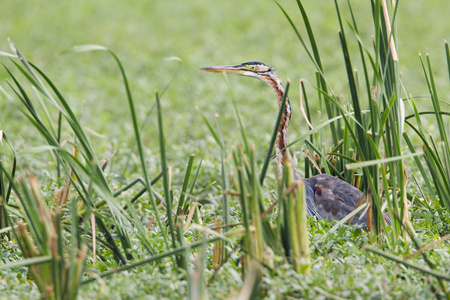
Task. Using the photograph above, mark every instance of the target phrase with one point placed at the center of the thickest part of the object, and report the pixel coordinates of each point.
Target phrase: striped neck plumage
(282, 153)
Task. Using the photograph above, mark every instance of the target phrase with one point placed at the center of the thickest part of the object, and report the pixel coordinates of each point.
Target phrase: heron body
(327, 197)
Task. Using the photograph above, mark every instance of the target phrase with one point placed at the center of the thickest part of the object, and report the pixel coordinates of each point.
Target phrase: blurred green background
(201, 33)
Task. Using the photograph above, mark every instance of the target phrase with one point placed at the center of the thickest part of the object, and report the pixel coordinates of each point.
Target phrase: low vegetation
(217, 221)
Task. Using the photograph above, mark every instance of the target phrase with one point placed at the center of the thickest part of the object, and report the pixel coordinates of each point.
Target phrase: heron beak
(237, 69)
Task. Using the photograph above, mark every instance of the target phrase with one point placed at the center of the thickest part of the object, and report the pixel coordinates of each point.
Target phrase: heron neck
(283, 154)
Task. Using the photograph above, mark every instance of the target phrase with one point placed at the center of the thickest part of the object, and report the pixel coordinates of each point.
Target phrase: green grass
(142, 34)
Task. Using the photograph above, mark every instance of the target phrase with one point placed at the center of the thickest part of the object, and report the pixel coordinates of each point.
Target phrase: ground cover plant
(126, 195)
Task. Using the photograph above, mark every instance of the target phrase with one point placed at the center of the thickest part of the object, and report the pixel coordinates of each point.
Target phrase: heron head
(254, 69)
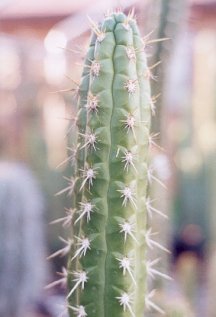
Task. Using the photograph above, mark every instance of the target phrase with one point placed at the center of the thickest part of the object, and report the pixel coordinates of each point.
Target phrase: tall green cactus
(107, 259)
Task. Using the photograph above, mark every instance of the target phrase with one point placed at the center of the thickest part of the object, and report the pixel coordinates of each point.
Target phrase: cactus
(107, 265)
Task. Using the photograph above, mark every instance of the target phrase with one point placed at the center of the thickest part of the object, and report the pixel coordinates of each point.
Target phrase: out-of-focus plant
(23, 267)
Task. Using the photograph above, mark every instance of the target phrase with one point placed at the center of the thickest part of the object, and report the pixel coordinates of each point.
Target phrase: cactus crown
(107, 268)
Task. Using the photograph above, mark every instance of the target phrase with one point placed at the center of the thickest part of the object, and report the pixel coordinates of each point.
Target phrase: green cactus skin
(107, 267)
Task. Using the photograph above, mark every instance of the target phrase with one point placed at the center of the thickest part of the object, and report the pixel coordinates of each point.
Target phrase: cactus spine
(107, 267)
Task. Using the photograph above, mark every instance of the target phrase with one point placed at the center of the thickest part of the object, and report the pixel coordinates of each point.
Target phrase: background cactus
(107, 264)
(21, 227)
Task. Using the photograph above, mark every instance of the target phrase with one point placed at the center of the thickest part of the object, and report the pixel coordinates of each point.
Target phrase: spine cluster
(107, 264)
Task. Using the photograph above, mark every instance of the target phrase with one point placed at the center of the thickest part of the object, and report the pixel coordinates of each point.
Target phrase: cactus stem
(89, 174)
(153, 272)
(64, 251)
(78, 310)
(128, 159)
(69, 188)
(151, 305)
(92, 103)
(100, 33)
(131, 53)
(86, 209)
(151, 177)
(151, 209)
(157, 40)
(152, 143)
(62, 281)
(128, 196)
(125, 264)
(84, 244)
(152, 243)
(70, 158)
(128, 229)
(90, 140)
(125, 301)
(65, 220)
(80, 278)
(95, 68)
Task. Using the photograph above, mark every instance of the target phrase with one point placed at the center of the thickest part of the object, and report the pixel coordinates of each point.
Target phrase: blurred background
(42, 45)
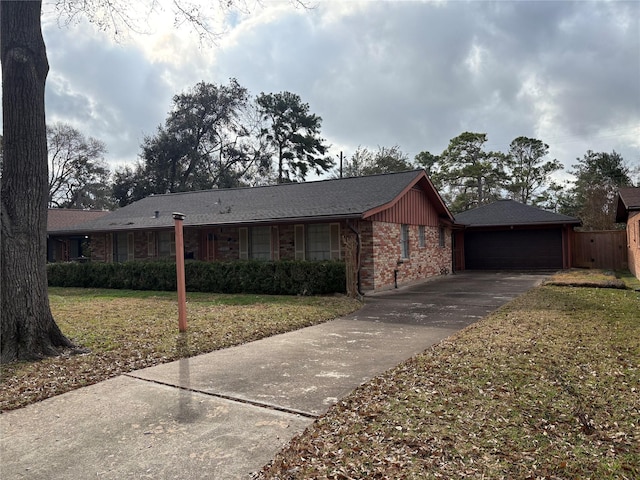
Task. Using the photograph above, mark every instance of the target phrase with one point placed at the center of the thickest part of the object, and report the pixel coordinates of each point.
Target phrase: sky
(379, 73)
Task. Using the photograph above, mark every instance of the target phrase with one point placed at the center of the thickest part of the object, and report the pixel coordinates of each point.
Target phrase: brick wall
(423, 262)
(380, 250)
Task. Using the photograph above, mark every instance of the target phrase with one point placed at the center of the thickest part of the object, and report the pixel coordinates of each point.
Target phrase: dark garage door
(513, 249)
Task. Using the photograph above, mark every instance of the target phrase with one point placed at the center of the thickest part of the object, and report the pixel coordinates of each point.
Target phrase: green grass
(547, 387)
(126, 330)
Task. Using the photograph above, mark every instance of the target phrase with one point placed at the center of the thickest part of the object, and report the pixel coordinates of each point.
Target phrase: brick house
(628, 211)
(64, 247)
(393, 228)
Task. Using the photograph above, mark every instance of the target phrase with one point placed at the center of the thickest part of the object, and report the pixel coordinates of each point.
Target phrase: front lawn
(127, 330)
(548, 387)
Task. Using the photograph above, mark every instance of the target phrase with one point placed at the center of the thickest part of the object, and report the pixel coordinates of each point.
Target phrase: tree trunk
(28, 328)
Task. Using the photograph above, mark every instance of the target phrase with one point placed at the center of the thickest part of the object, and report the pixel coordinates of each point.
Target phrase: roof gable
(510, 212)
(322, 200)
(60, 219)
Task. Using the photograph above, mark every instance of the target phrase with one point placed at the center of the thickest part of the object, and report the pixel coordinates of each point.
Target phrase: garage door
(513, 250)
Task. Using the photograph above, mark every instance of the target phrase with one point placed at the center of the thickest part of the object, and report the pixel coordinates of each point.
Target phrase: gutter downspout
(357, 233)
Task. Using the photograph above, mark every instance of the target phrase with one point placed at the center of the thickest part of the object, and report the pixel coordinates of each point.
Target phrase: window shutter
(334, 241)
(131, 246)
(243, 242)
(299, 242)
(275, 244)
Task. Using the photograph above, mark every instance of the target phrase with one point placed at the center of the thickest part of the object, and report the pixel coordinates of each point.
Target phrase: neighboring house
(628, 211)
(65, 247)
(508, 235)
(392, 228)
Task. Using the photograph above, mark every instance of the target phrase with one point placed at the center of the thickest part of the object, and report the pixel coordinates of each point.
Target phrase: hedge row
(285, 277)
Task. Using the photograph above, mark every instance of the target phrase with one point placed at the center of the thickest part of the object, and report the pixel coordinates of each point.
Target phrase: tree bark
(27, 325)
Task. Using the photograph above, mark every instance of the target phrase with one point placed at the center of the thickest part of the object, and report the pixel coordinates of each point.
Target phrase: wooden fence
(601, 249)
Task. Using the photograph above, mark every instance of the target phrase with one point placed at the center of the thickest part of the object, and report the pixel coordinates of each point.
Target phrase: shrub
(287, 277)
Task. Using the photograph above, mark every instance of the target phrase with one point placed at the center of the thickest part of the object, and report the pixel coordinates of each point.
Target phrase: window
(299, 242)
(123, 247)
(404, 240)
(421, 236)
(166, 244)
(319, 241)
(260, 248)
(151, 244)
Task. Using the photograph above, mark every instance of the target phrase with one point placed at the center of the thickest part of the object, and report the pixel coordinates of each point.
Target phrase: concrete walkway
(225, 414)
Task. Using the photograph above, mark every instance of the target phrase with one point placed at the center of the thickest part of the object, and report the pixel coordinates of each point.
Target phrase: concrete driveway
(225, 414)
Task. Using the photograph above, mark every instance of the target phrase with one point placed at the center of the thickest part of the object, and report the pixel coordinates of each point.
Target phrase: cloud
(412, 74)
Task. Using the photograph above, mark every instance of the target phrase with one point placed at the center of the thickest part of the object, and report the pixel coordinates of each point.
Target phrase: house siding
(633, 243)
(413, 208)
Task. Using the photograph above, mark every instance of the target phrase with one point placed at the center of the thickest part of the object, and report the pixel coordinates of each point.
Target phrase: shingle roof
(510, 212)
(60, 219)
(628, 199)
(326, 199)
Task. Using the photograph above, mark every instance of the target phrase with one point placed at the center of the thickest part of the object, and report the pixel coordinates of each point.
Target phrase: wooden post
(182, 291)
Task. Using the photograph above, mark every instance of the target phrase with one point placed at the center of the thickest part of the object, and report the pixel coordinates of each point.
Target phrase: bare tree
(77, 170)
(28, 329)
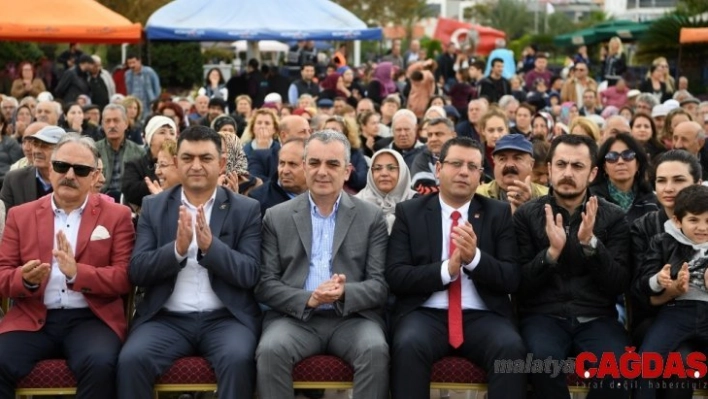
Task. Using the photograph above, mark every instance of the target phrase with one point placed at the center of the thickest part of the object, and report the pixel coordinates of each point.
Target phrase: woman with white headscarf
(387, 183)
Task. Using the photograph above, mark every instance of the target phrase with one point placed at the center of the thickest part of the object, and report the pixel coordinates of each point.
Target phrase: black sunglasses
(614, 156)
(79, 170)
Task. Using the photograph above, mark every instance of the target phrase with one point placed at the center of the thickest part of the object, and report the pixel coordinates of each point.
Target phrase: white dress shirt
(470, 296)
(193, 292)
(57, 295)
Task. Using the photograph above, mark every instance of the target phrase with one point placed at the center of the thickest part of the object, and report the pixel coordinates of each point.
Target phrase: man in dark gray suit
(322, 277)
(197, 255)
(30, 183)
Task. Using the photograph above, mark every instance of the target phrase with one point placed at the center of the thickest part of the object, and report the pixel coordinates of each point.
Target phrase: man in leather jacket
(574, 263)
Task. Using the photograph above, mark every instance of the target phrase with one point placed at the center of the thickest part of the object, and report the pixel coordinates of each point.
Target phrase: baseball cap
(324, 103)
(659, 110)
(516, 142)
(273, 98)
(690, 100)
(49, 134)
(671, 104)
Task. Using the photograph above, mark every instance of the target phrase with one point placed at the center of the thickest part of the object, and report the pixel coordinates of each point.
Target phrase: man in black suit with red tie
(452, 265)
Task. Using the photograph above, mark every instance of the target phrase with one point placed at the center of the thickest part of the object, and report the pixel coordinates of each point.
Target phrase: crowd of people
(386, 215)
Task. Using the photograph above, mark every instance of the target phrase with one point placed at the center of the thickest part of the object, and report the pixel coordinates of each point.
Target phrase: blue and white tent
(230, 20)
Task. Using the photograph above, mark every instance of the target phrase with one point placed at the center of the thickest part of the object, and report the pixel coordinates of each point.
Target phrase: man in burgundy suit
(64, 262)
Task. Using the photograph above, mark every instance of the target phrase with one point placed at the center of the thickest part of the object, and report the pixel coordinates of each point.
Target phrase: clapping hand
(329, 291)
(588, 224)
(34, 272)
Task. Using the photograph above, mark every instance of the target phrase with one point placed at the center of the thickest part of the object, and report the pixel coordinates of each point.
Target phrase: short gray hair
(115, 107)
(647, 98)
(11, 100)
(442, 121)
(327, 136)
(404, 113)
(84, 141)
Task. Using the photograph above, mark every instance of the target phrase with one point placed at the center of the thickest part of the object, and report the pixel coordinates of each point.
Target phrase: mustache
(568, 181)
(68, 183)
(508, 170)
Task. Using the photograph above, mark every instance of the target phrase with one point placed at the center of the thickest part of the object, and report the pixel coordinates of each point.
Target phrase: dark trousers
(90, 347)
(558, 338)
(420, 339)
(676, 324)
(153, 346)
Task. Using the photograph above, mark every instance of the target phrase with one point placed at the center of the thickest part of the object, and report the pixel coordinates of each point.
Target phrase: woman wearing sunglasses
(622, 176)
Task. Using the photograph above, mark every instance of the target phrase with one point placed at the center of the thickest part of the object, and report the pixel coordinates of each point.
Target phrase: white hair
(11, 100)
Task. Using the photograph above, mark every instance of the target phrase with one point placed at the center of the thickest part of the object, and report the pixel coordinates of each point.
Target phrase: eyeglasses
(163, 165)
(79, 170)
(614, 156)
(379, 168)
(458, 165)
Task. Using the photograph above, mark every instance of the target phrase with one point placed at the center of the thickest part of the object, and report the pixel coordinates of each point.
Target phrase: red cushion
(323, 368)
(53, 373)
(189, 370)
(457, 370)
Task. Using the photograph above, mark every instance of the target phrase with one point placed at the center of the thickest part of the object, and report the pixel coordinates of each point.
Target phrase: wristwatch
(592, 244)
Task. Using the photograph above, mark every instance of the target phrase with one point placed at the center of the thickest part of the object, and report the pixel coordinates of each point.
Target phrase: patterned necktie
(454, 292)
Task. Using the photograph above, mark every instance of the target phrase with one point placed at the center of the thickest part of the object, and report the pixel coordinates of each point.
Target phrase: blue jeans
(559, 338)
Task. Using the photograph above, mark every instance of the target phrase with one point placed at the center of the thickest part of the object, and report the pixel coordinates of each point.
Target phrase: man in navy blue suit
(197, 256)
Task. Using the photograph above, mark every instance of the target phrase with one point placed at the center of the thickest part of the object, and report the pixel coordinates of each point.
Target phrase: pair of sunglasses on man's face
(79, 170)
(614, 156)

◆ **THE PROBLEM**: Locate every line in the items above that contains the word "house", treating uppercase and lowercase as distinct, and copy each such line.

◆ **ANSWER TO THIS PROBLEM**:
Target phrase: brick house
Target phrase: neighboring house
Target phrase: house siding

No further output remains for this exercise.